TUGAS SINGKAT 1:
Jawablah pertanyaan berikut berdasarkan teks tentang varian Mu:
(a) Apa sebutan lain untuk varian mu?
(b) Di mana dan kapan varian Mu pertama kali teridentifikasi?
(c) Berapa jumlah kasus yang tercatat di Amerika Serikat?
TUGAS SINGKAT 2: Bagaimana terjemahan bahasa Inggris kalimat dari teks tentang varian Mu ini: "Varian Mu pertama kali teridentifikasi di Colombia pada Januari 2021, tetapi baru diumumkan sebagai varian yang perlu mendapat perhatian pada September."?

World Health Organization atau WHO telah mengumumkan adanya virus varian baru dari COVID-19 yang disebut sebagai varian mu atau B.1.621. Data awal menunjukkan bahwa varian ini kebal terhadap vaksin COVID-19, mirip dengan varian beta, yang diketahui lebih mematikan daripada varian lainnya.

Varian Mu pertama kali teridentifikasi di Colombia pada Januari 2021, tetapi baru diumumkan sebagai varian yang perlu mendapat perhatian pada September. Amerika Serikat sendiri telah melaporkan kasus Varian Mu sudah tersebar di Amerika Serikat. Tercatat lebih dari 2.000 kasus telah terjadi di negeri Paman Sam tersebut.

DATA YANG DISEDIAKAN:
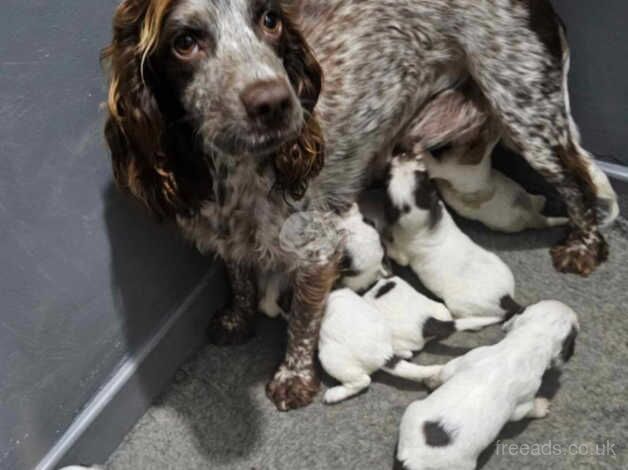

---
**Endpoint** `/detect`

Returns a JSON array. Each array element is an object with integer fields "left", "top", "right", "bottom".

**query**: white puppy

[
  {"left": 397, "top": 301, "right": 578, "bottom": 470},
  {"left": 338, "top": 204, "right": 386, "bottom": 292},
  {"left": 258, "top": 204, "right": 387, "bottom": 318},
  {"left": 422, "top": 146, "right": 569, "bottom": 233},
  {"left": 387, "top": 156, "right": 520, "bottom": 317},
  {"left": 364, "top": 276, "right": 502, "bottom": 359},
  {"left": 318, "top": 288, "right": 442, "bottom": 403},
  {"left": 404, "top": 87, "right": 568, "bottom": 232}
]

--

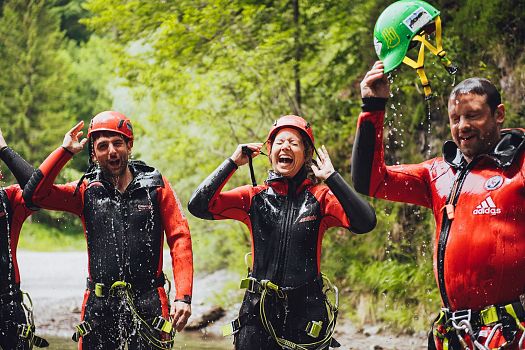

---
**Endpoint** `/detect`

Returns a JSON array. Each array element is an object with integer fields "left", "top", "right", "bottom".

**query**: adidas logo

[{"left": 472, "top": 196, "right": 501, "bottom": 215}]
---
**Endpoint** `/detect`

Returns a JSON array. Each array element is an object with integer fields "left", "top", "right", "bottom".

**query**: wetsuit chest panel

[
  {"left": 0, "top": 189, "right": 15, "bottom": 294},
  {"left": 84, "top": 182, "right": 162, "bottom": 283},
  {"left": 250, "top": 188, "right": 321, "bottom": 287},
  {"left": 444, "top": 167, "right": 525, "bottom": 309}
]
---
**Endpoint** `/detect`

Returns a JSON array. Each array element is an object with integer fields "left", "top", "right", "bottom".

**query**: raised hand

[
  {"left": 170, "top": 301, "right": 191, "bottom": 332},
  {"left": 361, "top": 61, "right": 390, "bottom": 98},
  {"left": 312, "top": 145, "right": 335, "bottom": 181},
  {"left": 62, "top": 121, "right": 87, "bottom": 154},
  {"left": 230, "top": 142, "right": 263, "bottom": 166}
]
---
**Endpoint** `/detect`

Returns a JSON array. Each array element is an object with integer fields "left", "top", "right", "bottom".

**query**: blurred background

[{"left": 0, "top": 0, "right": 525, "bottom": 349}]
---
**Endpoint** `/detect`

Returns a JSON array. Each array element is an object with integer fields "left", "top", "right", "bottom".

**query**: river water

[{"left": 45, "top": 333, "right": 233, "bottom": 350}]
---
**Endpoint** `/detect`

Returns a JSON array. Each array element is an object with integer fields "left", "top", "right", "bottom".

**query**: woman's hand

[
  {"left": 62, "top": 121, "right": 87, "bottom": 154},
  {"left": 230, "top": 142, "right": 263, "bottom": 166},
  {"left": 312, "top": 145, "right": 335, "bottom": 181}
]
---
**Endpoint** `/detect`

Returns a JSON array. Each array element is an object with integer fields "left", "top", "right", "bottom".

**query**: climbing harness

PENYELESAIAN 1:
(a) B.1.621
(b) Di Colombia pada Januari 2021
(c) Lebih dari 2.000 kasus

PENYELESAIAN 2: The Mu variant was first identified in Colombia in January 2021, but it was only announced as a variant that needs attention in September.